» REQUIREMENT 1: From the profile of Margot Janse below, list every person the text identifies as a chef.
» REQUIREMENT 2: In the profile of Margot Janse below, condense the paragraph beginning "Dutch-born Margot has carved" into a short bulleted list that keeps its main facts.
» REQUIREMENT 3: Carry the profile of Margot Janse below forward from the point where it stops.

[start SELECTED EXTRACT]

Homing In on Margot Janse

July 8, 2013 (Last Updated: January 11, 2019)
Homing In on Margot Janse

As welcoming as she is successful, renowned Franschhoek chef Margot Janse loves nothing better than to surround herself with friends and family on her days off.

“Come in, come in,” says Margot Janse, ushering me out of the unseasonal summer rain and into her Franschhoek country home. At the entrance is her kitchen where fellow chef, Vanie Padayachee, is shucking oysters. A pan sizzles behind her, a rhythmic accompaniment to the shower outside. The living area spills out onto the porch and the wild, lush garden beyond. Thomas, Margot’s eight-yearold son, tears through the living room with a playmate in tow. His dad, Duncan Doherty, also a chef (at Vrede en Lust’s Cotage Fromage), calls after them to help with the egg yolk raviolis. The boys dutifully oblige and soon little hands are churning out flat sheets of pasta on the outside table.

Dutch-born Margot has carved a celebrated culinary career in South Africa that spans two decades. She collects awards – both local and international – as if she were picking cherries to fill a basket. Her restaurant, The Tasting Room at Le Quartier Français, has been in the San Pellegrino Top 50 Restaurants in the World for eight years. The Franschhoek restaurant also recently claimed the number two spot in the annual Eat Out Top 10 – it has made it onto the list an unprecedented 11 times. Plus, Margot was crowned Eat Out’s Chef of the Year. There’s more, but I won’t bore you. What Margot also is, is a mother, wife and friend to many. Oh, and she’s hilarious.

Not that she isn’t intimidating; she is. Sharp as nails, with an iron focus, Margot’s a commanding presence in the restaurant kitchen. One of only two Relais & Châteaux Grand Chefs in the country, her food is a beacon of contemporary, innovative South African cuisine. Timeless African ingredients, like baobab and buchu, are reinvented to tell a story on restaurant plates. The food is at once ancient and new, clever yet whimsical. The juxtaposition of imaginative cooking techniques rooted in nostalgia is what makes dining at The Tasting Room utter food theatre. The long, wooden table on the porch has been wiped clean of flour spills and egg shells. We settle there with flutes of champagne and tuck into West Coast oysters with suurvygies (sour figs) – fruit of a native South African succulent.

[end SELECTED EXTRACT]
[start ROWS]

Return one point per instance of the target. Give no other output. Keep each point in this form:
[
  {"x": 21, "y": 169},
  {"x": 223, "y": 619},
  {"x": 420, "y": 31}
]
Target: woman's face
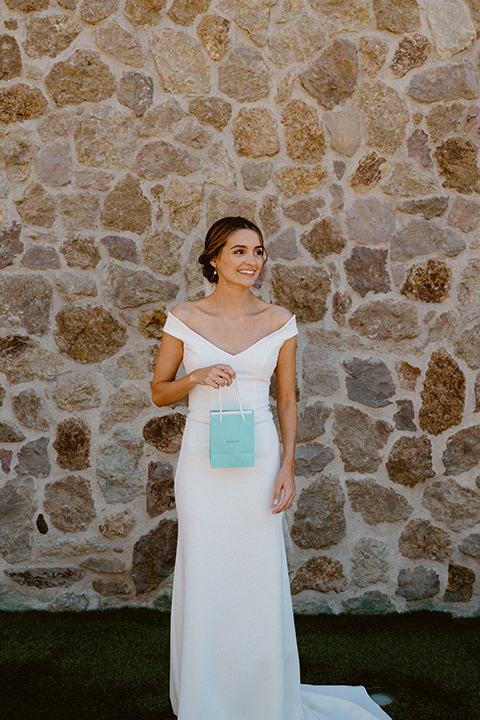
[{"x": 241, "y": 258}]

[end ROWS]

» RIGHT ANSWER 1:
- Margot Janse
- Vanie Padayachee
- Duncan Doherty

» RIGHT ANSWER 2:
- Margot Janse, born in the Netherlands, has built a celebrated two-decade culinary career in South Africa and has won many local and international awards.
- Her Franschhoek restaurant, The Tasting Room at Le Quartier Français, has been in the San Pellegrino Top 50 Restaurants in the World for eight years.
- It recently placed second in the annual Eat Out Top 10 and has made that list an unprecedented 11 times.
- She was named Eat Out's Chef of the Year.
- She is also a mother, a wife and a friend to many, and she is very funny.

» RIGHT ANSWER 3:
“The suurvgyies were picked at the dam in front of our house,” says Margot, pointing in the general direction. “Suurvygies have a unique flavour. The acidity works beautifully with the sweetness of the oysters.” Another glass of bubbles is poured. It’s Margot and Duncan’s favourite drink. A garland of corks stretching across the entire porch is testament to this love, as well as to theirs – they’ve been collecting them since the day they met, 16 years ago. Plates of egg yolk ravioli with sautéed porcinis whizz out of the kitchen with restaurant precision. “When you slice the ravioli open, the yolk becomes the sauce,” explains Margot.

“The most important thing with this dish is to use biodynamic eggs,” adds Duncan. We use Farmer Angus’s.” Indeed, the yolk is so rich and golden, it’s sunshine on the plate. Farmer Angus is Margot’s most treasured supplier. His beef short ribs are also on today’s menu; they’ve been slowly cooking in the Big Green Egg outside in the garden. Margot opens the ceramic cooking appliance to baste the ribs (each the size of a ciabatta loaf). Soon the ribs are ready and sliced for our plates. “I can’t deal with ribs where there’s no meat,” says Margot, tucking into a sticky short rib that measures three fingers high. This is served with an assortment of heirloom vegetables, “…vegetables we’ve either forgotten or not discovered yet”.

Accompanying the ribs is a pickled cucumber salad, a traditional side on Dutch tables. “I’ve added thinly sliced runner beans. My mother had an allotment, and when the runner beans came in, she ran them through a special mill she kept at home. So I mixed the beans with her cucumber pickle.” This anecdote illustrates the way Margot approaches cooking; she draws on nostalgia. That, and food always seems to taste better with a story. Thomas has left the adults to their conversation, and Duncan regales the table with a story about him as a four-year-old eating four oysters at a restaurant, while he himself could only stomach two. During the tale we demolish Duncan’s sticky tarte Tatin, made with juicy Elgin pears. “Before I met Duncan that used to be the tart in his life,” says Margot winking. I told you she was funny.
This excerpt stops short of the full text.